[Text passage]
I am going to show all of you the basics on how to scrape with PHP. For the demonstration I am going to show you how to scrape stats from the runescape website.
 
Now the basics of this is all going to be through CURL. If someone would like a tutorial on CURL I would be happy to give you the run down, but for this demonstration we are going to use a library
 
 
I have been very fond of this library. I have built my own but for an example of usability I will be using this library.
 
Requirements
  • Webserver with LAMP installed
  • Composer
If you do not have a webserver. You can go to this thread and follow my tutorial on how to set one up.
 
If you need help setting up composer go to this link
 
 
Tutorial
 
Run
 
composer require fabpot/goutte
 
In the folder where you are putting your php file to scrape.
 
Start your php file
 
<?PHP

?>
 
 
Now depending on if you are pulling a platform in or if you are starting from scratch. You always want some sort of debugging to see if there is any errors.
 
<?PHP

$debug = 1;

if($debug == 1) {
  error_reporting(E_ALL);
  ini_set('display_errors', 1);
}

?>

 

This will now allow us to track the errors. Now lets add the autoloader to make sure we are pulling in the goutte library.

[Part of a data file]
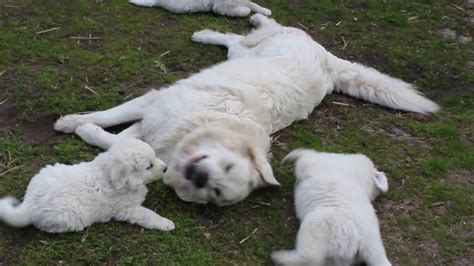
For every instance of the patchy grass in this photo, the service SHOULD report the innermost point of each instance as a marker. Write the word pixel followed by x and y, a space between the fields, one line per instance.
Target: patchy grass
pixel 427 216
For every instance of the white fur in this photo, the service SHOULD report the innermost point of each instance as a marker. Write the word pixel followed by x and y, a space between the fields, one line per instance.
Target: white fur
pixel 63 198
pixel 333 194
pixel 274 76
pixel 232 8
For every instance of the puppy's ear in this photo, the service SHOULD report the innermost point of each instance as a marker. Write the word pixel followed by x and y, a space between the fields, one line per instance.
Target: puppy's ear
pixel 118 174
pixel 293 156
pixel 381 181
pixel 263 167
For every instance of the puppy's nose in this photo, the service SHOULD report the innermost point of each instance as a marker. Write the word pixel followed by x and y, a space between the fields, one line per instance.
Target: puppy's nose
pixel 197 176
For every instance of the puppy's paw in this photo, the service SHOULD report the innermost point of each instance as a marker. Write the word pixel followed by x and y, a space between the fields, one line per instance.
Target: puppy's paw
pixel 241 11
pixel 68 123
pixel 147 3
pixel 265 11
pixel 164 224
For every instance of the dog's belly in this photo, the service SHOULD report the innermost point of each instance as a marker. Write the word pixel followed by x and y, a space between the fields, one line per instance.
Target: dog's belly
pixel 272 91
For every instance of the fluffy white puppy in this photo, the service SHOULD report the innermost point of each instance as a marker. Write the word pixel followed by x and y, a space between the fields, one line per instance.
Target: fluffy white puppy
pixel 212 129
pixel 333 195
pixel 231 8
pixel 63 198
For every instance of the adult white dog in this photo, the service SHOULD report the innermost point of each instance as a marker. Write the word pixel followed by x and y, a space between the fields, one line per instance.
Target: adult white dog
pixel 213 128
pixel 63 198
pixel 333 195
pixel 231 8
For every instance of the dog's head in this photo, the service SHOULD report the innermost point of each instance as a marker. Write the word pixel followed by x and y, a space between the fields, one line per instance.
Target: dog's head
pixel 134 163
pixel 356 166
pixel 215 165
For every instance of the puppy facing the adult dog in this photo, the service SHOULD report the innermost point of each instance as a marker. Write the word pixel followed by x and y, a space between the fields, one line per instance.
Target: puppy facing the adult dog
pixel 333 195
pixel 212 129
pixel 231 8
pixel 63 198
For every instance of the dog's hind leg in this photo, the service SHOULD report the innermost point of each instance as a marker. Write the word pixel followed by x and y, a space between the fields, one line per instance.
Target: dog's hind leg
pixel 126 112
pixel 217 38
pixel 146 218
pixel 96 136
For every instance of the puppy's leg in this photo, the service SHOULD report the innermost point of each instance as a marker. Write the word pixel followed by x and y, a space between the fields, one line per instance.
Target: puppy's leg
pixel 258 9
pixel 146 218
pixel 127 112
pixel 373 251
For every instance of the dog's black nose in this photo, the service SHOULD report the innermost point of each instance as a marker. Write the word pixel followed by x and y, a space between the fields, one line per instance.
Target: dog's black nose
pixel 197 176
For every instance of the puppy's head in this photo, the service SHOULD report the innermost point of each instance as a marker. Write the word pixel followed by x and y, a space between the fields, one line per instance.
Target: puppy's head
pixel 212 165
pixel 355 166
pixel 134 163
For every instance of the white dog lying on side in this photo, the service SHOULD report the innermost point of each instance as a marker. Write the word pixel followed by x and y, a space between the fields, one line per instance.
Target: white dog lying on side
pixel 212 129
pixel 333 195
pixel 231 8
pixel 63 198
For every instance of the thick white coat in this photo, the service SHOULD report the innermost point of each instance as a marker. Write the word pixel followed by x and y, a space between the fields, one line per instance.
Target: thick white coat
pixel 232 8
pixel 63 198
pixel 333 194
pixel 274 76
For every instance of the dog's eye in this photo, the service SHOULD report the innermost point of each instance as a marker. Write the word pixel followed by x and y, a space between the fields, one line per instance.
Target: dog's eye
pixel 228 167
pixel 149 167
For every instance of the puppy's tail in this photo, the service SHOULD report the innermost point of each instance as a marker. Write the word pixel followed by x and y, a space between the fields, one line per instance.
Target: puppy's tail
pixel 369 84
pixel 14 213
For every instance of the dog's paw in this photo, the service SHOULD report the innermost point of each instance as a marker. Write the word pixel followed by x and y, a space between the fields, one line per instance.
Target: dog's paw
pixel 258 19
pixel 68 123
pixel 202 36
pixel 148 3
pixel 164 225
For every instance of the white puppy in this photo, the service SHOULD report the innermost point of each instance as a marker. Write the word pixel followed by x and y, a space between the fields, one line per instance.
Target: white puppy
pixel 333 195
pixel 212 129
pixel 231 8
pixel 63 198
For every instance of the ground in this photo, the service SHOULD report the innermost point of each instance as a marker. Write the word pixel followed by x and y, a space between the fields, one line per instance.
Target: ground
pixel 427 216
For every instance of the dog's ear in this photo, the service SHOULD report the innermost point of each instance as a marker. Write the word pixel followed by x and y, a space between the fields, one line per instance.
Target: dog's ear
pixel 381 181
pixel 263 167
pixel 118 174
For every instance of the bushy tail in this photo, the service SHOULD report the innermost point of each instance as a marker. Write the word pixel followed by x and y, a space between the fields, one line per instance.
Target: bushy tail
pixel 13 213
pixel 369 84
pixel 289 257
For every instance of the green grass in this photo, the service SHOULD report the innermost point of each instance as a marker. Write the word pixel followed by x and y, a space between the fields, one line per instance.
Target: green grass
pixel 426 217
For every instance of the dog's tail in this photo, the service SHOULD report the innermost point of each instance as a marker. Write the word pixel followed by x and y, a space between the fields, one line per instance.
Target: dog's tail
pixel 288 257
pixel 369 84
pixel 14 213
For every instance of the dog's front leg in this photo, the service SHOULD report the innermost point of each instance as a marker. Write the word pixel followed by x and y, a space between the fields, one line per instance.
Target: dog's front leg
pixel 146 218
pixel 127 112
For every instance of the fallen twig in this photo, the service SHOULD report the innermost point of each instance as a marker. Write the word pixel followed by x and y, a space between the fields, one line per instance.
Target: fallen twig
pixel 85 38
pixel 345 43
pixel 48 30
pixel 11 169
pixel 165 53
pixel 342 104
pixel 90 89
pixel 245 239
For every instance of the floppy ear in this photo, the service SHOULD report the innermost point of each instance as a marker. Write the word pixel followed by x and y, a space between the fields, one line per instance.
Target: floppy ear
pixel 118 174
pixel 381 181
pixel 263 167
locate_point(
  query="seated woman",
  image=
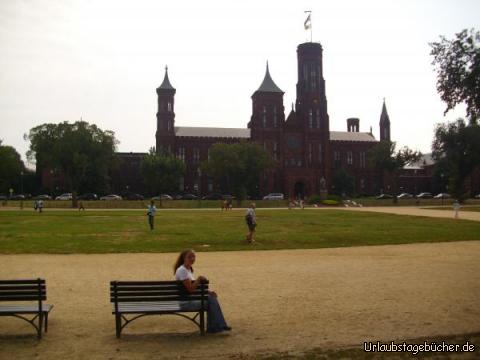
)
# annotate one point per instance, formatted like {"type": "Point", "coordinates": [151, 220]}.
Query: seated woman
{"type": "Point", "coordinates": [184, 272]}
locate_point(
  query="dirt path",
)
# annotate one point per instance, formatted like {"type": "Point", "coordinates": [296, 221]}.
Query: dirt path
{"type": "Point", "coordinates": [415, 211]}
{"type": "Point", "coordinates": [274, 300]}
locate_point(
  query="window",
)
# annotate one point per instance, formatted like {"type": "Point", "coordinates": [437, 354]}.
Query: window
{"type": "Point", "coordinates": [264, 117]}
{"type": "Point", "coordinates": [349, 158]}
{"type": "Point", "coordinates": [363, 161]}
{"type": "Point", "coordinates": [182, 184]}
{"type": "Point", "coordinates": [196, 155]}
{"type": "Point", "coordinates": [181, 153]}
{"type": "Point", "coordinates": [274, 116]}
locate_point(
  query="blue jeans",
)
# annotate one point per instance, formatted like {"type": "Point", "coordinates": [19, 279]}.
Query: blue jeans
{"type": "Point", "coordinates": [215, 320]}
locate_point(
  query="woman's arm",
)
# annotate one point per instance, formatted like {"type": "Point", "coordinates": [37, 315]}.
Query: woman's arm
{"type": "Point", "coordinates": [191, 286]}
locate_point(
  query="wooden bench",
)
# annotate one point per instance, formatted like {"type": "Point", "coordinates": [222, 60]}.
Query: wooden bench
{"type": "Point", "coordinates": [141, 298]}
{"type": "Point", "coordinates": [14, 291]}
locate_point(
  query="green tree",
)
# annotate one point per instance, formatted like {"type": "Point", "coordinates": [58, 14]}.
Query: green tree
{"type": "Point", "coordinates": [386, 159]}
{"type": "Point", "coordinates": [237, 166]}
{"type": "Point", "coordinates": [457, 64]}
{"type": "Point", "coordinates": [457, 147]}
{"type": "Point", "coordinates": [161, 173]}
{"type": "Point", "coordinates": [11, 168]}
{"type": "Point", "coordinates": [82, 152]}
{"type": "Point", "coordinates": [343, 183]}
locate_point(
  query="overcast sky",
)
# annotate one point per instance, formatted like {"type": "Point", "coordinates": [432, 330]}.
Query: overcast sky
{"type": "Point", "coordinates": [102, 61]}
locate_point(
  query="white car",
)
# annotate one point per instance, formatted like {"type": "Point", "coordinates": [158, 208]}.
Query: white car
{"type": "Point", "coordinates": [274, 196]}
{"type": "Point", "coordinates": [111, 197]}
{"type": "Point", "coordinates": [66, 196]}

[Stated task] Transcribe the entire PHP scraping tutorial above, word for word.

[Output of the exercise]
I am going to show all of you the basics on how to scrape with PHP. For the demonstration I am going to show you how to scrape stats from the runescape website.
 
Now the basics of this is all going to be through CURL. If someone would like a tutorial on CURL I would be happy to give you the run down, but for this demonstration we are going to use a library
 
 
I have been very fond of this library. I have built my own but for an example of usability I will be using this library.
 
Requirements
  • Webserver with LAMP installed
  • Composer
If you do not have a webserver. You can go to this thread and follow my tutorial on how to set one up.
 
If you need help setting up composer go to this link
 
 
Tutorial
 
Run
 
composer require fabpot/goutte
 
In the folder where you are putting your php file to scrape.
 
Start your php file
 
<?PHP

?>
 
 
Now depending on if you are pulling a platform in or if you are starting from scratch. You always want some sort of debugging to see if there is any errors.
 
<?PHP

$debug = 1;

if($debug == 1) {
  error_reporting(E_ALL);
  ini_set('display_errors', 1);
}

?>

 

This will now allow us to track the errors. Now lets add the autoloader to make sure we are pulling in the goutte library.